- **INSTRUCTIONS FOR THE TASK**:
Quote the listing below in full and exactly as written, but omit every picture.

- **INFORMATION PROVIDED**:
┌──

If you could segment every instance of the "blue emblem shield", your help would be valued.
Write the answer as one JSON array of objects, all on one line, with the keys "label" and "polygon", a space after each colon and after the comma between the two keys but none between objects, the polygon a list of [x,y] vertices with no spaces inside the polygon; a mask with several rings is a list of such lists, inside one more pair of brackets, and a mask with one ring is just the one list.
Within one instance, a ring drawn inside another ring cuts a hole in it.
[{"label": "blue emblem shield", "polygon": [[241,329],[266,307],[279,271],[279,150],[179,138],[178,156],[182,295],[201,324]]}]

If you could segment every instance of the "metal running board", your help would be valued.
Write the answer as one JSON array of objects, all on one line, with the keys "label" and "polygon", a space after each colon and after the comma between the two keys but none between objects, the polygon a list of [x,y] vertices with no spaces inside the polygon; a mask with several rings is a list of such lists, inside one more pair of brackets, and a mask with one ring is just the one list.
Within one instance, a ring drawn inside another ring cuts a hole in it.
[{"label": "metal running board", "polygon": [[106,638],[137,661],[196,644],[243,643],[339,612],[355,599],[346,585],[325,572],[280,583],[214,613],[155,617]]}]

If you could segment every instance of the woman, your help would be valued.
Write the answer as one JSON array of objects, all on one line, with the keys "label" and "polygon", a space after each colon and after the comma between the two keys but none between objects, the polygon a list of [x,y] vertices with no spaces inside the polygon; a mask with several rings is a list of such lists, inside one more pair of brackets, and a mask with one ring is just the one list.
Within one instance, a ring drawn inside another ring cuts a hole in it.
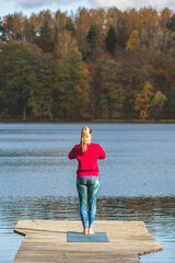
[{"label": "woman", "polygon": [[[79,162],[77,171],[77,188],[80,202],[80,216],[83,233],[92,235],[93,222],[96,215],[96,197],[100,188],[100,170],[97,159],[105,159],[105,152],[98,144],[92,144],[92,129],[85,126],[81,132],[80,145],[75,145],[69,152],[69,159]],[[88,227],[89,205],[89,227]]]}]

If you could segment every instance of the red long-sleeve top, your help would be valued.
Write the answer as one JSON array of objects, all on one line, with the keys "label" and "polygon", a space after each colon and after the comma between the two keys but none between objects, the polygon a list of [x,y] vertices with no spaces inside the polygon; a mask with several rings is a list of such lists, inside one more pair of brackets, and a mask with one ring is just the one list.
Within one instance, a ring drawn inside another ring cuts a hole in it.
[{"label": "red long-sleeve top", "polygon": [[97,165],[97,159],[105,159],[106,155],[98,144],[88,145],[86,151],[82,152],[81,145],[75,145],[68,155],[69,159],[77,159],[78,170],[77,176],[98,176],[100,169]]}]

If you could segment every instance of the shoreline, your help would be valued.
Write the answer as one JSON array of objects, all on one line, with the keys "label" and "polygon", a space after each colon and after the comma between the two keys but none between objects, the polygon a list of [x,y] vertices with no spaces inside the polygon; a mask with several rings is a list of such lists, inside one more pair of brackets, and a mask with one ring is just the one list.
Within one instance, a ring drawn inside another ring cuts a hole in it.
[{"label": "shoreline", "polygon": [[1,123],[165,123],[173,124],[175,119],[57,119],[57,121],[48,121],[48,119],[0,119]]}]

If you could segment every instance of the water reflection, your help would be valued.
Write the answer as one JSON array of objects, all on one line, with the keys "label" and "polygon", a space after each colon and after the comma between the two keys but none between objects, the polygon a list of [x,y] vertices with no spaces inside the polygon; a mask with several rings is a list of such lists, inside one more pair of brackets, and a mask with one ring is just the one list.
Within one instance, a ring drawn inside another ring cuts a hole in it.
[{"label": "water reflection", "polygon": [[[4,243],[9,242],[9,245],[13,244],[12,260],[22,240],[20,236],[12,232],[18,220],[77,220],[79,219],[79,202],[78,197],[72,196],[7,197],[2,198],[0,217],[2,240]],[[142,256],[141,262],[175,262],[175,197],[101,196],[97,199],[96,219],[144,221],[152,237],[162,243],[164,251]],[[14,238],[18,245],[14,245]],[[5,250],[9,253],[9,248],[7,249],[5,245],[0,248],[0,262],[5,262],[5,258],[9,256]]]}]

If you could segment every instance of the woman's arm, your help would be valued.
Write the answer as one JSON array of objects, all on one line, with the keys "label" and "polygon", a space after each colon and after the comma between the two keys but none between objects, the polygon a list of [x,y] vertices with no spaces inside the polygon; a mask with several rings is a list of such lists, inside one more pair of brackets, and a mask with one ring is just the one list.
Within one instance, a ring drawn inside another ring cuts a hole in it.
[{"label": "woman's arm", "polygon": [[69,152],[68,157],[69,159],[75,159],[78,156],[78,151],[77,151],[77,148],[75,146],[71,149],[71,151]]},{"label": "woman's arm", "polygon": [[[100,145],[98,145],[100,146]],[[100,156],[98,156],[98,159],[105,159],[106,158],[106,153],[105,151],[103,150],[103,148],[100,146]]]}]

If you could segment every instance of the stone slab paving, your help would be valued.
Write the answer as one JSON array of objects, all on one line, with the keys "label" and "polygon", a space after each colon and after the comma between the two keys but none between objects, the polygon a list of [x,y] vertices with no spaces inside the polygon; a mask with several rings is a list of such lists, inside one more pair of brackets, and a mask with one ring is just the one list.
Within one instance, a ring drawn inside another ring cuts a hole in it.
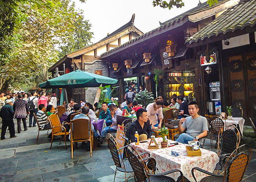
[{"label": "stone slab paving", "polygon": [[[36,142],[37,128],[28,128],[26,131],[16,133],[17,137],[13,139],[8,138],[7,132],[7,139],[0,140],[0,182],[113,181],[115,167],[105,142],[93,151],[92,157],[86,151],[87,146],[78,144],[74,158],[71,159],[69,142],[66,150],[64,141],[59,145],[59,140],[54,140],[50,150],[47,131],[40,131],[38,142]],[[209,140],[207,139],[206,143],[209,143]],[[256,164],[254,149],[243,182],[256,181]],[[118,172],[117,176],[124,177],[124,173]],[[116,178],[115,181],[124,181]],[[128,181],[134,181],[133,178]]]}]

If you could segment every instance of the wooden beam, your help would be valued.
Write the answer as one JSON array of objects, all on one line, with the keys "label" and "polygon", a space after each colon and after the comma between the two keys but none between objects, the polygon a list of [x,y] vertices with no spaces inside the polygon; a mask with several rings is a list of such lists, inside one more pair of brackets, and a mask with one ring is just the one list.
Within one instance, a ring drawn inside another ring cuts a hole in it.
[{"label": "wooden beam", "polygon": [[115,44],[109,44],[109,47],[117,47],[118,46],[118,45],[115,45]]}]

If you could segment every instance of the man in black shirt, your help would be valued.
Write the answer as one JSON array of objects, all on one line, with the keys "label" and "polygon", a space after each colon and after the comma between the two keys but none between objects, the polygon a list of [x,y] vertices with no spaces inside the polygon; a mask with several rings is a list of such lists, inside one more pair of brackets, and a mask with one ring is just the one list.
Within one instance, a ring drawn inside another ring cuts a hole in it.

└──

- **TASK SOLUTION**:
If you could segment every instance of the "blue emblem shield", your help would be valued.
Write the answer as one JSON array of objects, all on one line, with the keys "label" and "polygon", a space after each colon and after the comma between the two keys but none between objects, the polygon a list of [x,y] vertices with no spaces inside the polygon; a mask with several rings is a list of such lists, inside one more pair of brackets, and a mask with one ring is just the one list.
Within one instance, a ring drawn inside another ring cuts a hole in it.
[{"label": "blue emblem shield", "polygon": [[241,329],[266,307],[279,271],[279,150],[179,138],[178,156],[182,295],[201,324]]}]

If you could segment every instance of the "metal running board", your help would be valued.
Write the answer as one JSON array of objects, all on one line, with the keys "label" and "polygon", a space after each colon and after the comma between the two keys but none between objects, the polygon a list of [x,y] vertices with no spaces inside the polygon; a mask with several rings is a list of such lists, inside one more pair of brackets, and a mask with one ring is just the one list.
Within one instance, a ring drawn inside another ring cuts a hole in it.
[{"label": "metal running board", "polygon": [[106,638],[137,661],[196,644],[243,643],[339,612],[355,599],[346,585],[325,572],[280,583],[214,613],[155,617]]}]

If you could segment every instance of the woman, your help would be valued.
Write the answer as one JSON array of objects, all on one line, with the keys "label" and "polygon", a space after each colon and after the comma between the two keys but none between objects, the polygon a list of [x,y] vertices with no spaces inside the polygon; a mask with several rings is a list of such lists, inside one more pair of brackets, and a mask with one ring is just the one list.
Within one instance, a ring drawn inside another ring cuts a hole in it.
[{"label": "woman", "polygon": [[[79,162],[77,171],[77,188],[80,202],[80,216],[83,233],[92,235],[93,222],[96,215],[96,197],[100,188],[100,170],[97,159],[105,159],[105,152],[98,144],[92,144],[92,129],[85,126],[81,132],[80,145],[75,145],[69,152],[69,159]],[[88,227],[89,205],[89,227]]]}]

If you could segment every instance of the red long-sleeve top, your help would be valued.
Write the answer as one JSON array of objects, all on one line, with the keys "label" and "polygon", a space after each colon and after the comma between the two keys but none between objects, the polygon a list of [x,y] vertices with no spaces inside the polygon; a mask with several rings is a list of such lists, inside one more pair of brackets, and a mask with one ring is just the one list.
Within one instance, a ring drawn inside another ring cuts a hole in it.
[{"label": "red long-sleeve top", "polygon": [[97,165],[97,159],[105,159],[106,155],[98,144],[88,145],[86,151],[82,152],[81,145],[75,145],[68,155],[69,159],[77,159],[78,170],[77,176],[98,176],[100,169]]}]

If you could segment every instance of the shoreline, your help would be valued.
Write the answer as one JSON array of objects, all on one line, with the keys "label" and "polygon", a space after each colon and after the comma between the two keys but none between objects, the polygon a list of [x,y] vertices with no spaces inside the polygon; a mask with several rings is a list of such lists, inside one more pair of brackets, and a mask with one ring is just the one list.
Within one instance, a ring drawn inside another ring cuts a hole in it.
[{"label": "shoreline", "polygon": [[1,123],[165,123],[173,124],[175,119],[57,119],[57,121],[48,121],[48,119],[0,119]]}]

If you could segment every instance of the water reflection, your help would be valued.
Write the answer as one JSON array of objects, all on one line, with the keys "label" and "polygon", a space after each colon and after the comma between the two keys but none between objects, the polygon a list of [x,y] vertices with no spaces inside the polygon; a mask with several rings is a list of such lists, inside one more pair of brackets, and a mask with one ring is just the one list.
Within one instance, a ring drawn inside another ring cuts a hole in it.
[{"label": "water reflection", "polygon": [[[4,243],[9,242],[9,245],[13,244],[12,260],[22,240],[20,236],[12,232],[18,220],[77,220],[79,219],[79,202],[78,197],[72,196],[7,197],[2,198],[0,217],[2,240]],[[142,256],[141,262],[175,262],[175,197],[101,196],[97,199],[96,219],[144,221],[152,237],[162,243],[164,251]],[[14,238],[18,245],[14,245]],[[5,250],[9,253],[9,248],[7,249],[5,245],[0,248],[0,262],[5,262],[5,258],[9,256]]]}]

If you could segment every instance of the woman's arm, your help would be valued.
Write the answer as one JSON array of objects, all on one line, with the keys "label" and "polygon", a space after each colon and after the comma between the two keys but none between objects, the polygon a list of [x,y] vertices with no spaces inside the polygon; a mask with several rings is a list of such lists, inside one more pair of brackets, and a mask with one ring is just the one list.
Within one instance, a ring drawn inside another ring cuts a hole in it.
[{"label": "woman's arm", "polygon": [[69,152],[68,157],[69,159],[75,159],[78,156],[78,151],[77,151],[77,148],[75,146],[71,149],[71,151]]},{"label": "woman's arm", "polygon": [[[100,145],[98,145],[100,146]],[[100,156],[98,156],[98,159],[105,159],[106,158],[106,153],[105,151],[103,150],[103,148],[100,146]]]}]

If you could segment every instance of the stone slab paving, your help would be valued.
Write the answer as one JSON array of objects, all on one line, with the keys "label" and "polygon", a space after each colon and after the comma between the two keys but none between objects, the polygon a list of [x,y] vertices with no spaces inside the polygon; a mask with several rings is a list of such lists, inside one more pair of brackets, and a mask with one ring is just the one list.
Within one instance, a ring drawn inside another ring cuts a hole in it.
[{"label": "stone slab paving", "polygon": [[[36,142],[37,128],[28,128],[26,131],[16,133],[17,137],[13,139],[8,138],[7,132],[7,139],[0,140],[0,182],[113,181],[115,167],[105,142],[93,151],[92,157],[86,151],[87,146],[78,144],[74,158],[71,159],[69,142],[66,150],[64,141],[59,145],[59,140],[54,140],[50,150],[47,131],[40,131],[38,142]],[[209,140],[207,139],[206,143],[209,143]],[[256,164],[254,149],[243,182],[256,181]],[[118,172],[117,176],[124,177],[124,173]],[[116,178],[115,181],[124,181]],[[128,181],[134,181],[133,178]]]}]

If you could segment every instance of the wooden beam, your help would be valued.
Write the answer as one JSON array of objects, all on one line, with the keys "label" and "polygon", a space after each colon and after the comma between the two keys but none between objects, the polygon a list of [x,y] vertices with no spaces inside the polygon; a mask with several rings is a list of such lists, inside one more pair of brackets, and a mask with one ring is just the one list.
Within one instance, a ring drawn inside another ring cuts a hole in it.
[{"label": "wooden beam", "polygon": [[115,44],[109,44],[109,47],[117,47],[118,46],[118,45],[115,45]]}]

If you could segment every instance of the man in black shirt, your help would be valued.
Write the answer as one JSON array of objects, all on one line, with the keys "label" and "polygon", a space after each colon and after the comma between the two keys but none between objects, the polygon a list of [x,y] vertices with no spaces inside the polygon; a mask with several rings is a list of such lists, inside one more pair of brackets, and a mask with one ring is just the one list.
Within one instance, a ring drawn inside another ring cuts a hole in it.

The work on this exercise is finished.